_Text under study_.
Soon afterwards, Akos was in a troop train above Dresden where he witnessed the allied carpet bombing of that old city, thereby concluding that Germany would lose the war having faced such intense bombing. At war's end, Akos returned to Hungary where he became a school sports master. But Hungary was not the country he grew up in, for the Iron Curtain across had fallen Europe and by then Hungary had a communist government under Soviet control.
Akos had always been a strong philosophical believer in the individual and encouraged his students to follow their beliefs and achieve their potential. Unfortunately, individualism did not sit well with the new communist rulers of Hungary and he attracted the attention of the authorities and was arrested. On a train on his way to a work camp for re-education, he jumped from a moving carriage and eventually he got across the border to Austria, where he was selected as a migrant to go to Australia. Once in Australia, he spent several years on construction sites in Tasmania before obtaining a diploma in physical education from Melbourne University in 1955.

_Provided data_.
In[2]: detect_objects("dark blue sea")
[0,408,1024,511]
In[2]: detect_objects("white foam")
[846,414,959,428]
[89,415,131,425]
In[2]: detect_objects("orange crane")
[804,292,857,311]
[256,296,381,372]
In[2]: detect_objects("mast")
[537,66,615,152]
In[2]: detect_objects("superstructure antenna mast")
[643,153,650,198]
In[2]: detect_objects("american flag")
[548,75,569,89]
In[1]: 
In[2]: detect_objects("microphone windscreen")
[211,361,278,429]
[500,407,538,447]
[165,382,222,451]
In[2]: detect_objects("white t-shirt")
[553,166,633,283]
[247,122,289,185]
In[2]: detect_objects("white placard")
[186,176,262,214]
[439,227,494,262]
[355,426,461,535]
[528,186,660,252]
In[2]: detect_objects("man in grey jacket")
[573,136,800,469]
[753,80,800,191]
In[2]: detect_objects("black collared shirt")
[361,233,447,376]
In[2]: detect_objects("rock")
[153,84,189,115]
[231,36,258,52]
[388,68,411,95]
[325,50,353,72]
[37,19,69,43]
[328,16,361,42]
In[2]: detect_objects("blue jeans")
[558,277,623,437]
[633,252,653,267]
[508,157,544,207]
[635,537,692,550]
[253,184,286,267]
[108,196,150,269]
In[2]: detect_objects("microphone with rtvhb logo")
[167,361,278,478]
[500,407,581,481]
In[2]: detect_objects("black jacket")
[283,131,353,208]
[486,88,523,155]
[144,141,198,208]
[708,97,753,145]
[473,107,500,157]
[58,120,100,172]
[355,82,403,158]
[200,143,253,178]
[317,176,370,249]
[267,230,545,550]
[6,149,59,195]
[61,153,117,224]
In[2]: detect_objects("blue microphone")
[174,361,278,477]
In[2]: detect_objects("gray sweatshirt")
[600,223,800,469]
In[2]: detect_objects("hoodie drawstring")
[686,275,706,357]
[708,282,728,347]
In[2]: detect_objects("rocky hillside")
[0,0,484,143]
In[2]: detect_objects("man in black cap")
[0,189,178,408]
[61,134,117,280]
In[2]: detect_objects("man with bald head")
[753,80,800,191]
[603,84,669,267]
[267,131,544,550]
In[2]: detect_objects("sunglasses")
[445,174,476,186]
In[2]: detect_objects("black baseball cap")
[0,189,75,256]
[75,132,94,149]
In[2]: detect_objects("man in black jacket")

_Requirement_.
According to the text about Akos, what did he obtain from Melbourne University in 1955? This material comes from a different source than the text about Akos.

_Exercise output_.
A diploma in physical education.